STATED PROBLEM A:
Reproduce every line of the records below, including the requests, and shift each coordinate in their answers by -124.

═══ TEXT EXCERPT

After letting the paella sit UNDISTURBED, the result is an incredible depth of flavor. I topped mine with peas (otherwise known as circle peas), let it sit 10 minutes, and then squeezed lemon on top. I was able to achieve a decent caramelization in my dish, creating little crusty bits of flavor crunch.


While I’ve never been to Germany, I grew up with heavy German influence. This influence pretty much translated into bratwurst and sauerkraut and occasionally hearing my grandparents mutter German words under their breaths. Anyway, I LOVE sauerkraut. My dad still makes his own and I try to hoard as many jars as possible. I decided to save my kraut for another upcoming meal and try something different. This recipe came from my Half Baked Harvest cookbook.

Schnitzel is a thin piece of breaded meat that has been fried. Pork is traditional for German schnitzel. Overall? Pretty simple. I coated pork chops in panko bread crumbs, paprika, garlic, and salt & pepper. The chops were fried in olive oil to make for a crunchy exterior and tender pork. In the same skillet, I added butter, lemon slices, and broccoli and charred the broccoli. Usually I steam or roast my broccoli; this different cooking method was a winner!

With my schnitzel it would have been wrong not to include at least one other German classic – pretzels. I made this call right before dinner so I went to a tried & true recipe from Sally’s Baking Addiction, because I knew it could be pulled off quickly. Usually I make pretzel bites and serve them with beer cheese or spicy cheese. This time, I wanted to test my new bread lame and make pretzel sticks with the distinguishable white slashes peaking through the thicker exterior of the pretzel. I found German mustard in the fridge, so naturally I used that with my pretzels!

Three countries visited in the kitchen, and two of those recipes from Half Baked Harvest. It’s been a busy week. Where are we traveling to next?

══════

STATED PROBLEM B:
List everything the food blog excerpt above says was added to the skillet after the pork chops were fried.

═══ PROVIDED RECORDS

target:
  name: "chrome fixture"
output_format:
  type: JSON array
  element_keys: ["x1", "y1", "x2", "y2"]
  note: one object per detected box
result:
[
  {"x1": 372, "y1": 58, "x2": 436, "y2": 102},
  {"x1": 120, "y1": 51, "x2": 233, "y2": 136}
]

══════

RESULT A:
target:
  name: "chrome fixture"
output_format:
  type: JSON array
  element_keys: ["x1", "y1", "x2", "y2"]
  note: one object per detected box
result:
[
  {"x1": 248, "y1": -66, "x2": 312, "y2": -22},
  {"x1": -4, "y1": -73, "x2": 109, "y2": 12}
]

RESULT B:
Butter, lemon slices, and broccoli.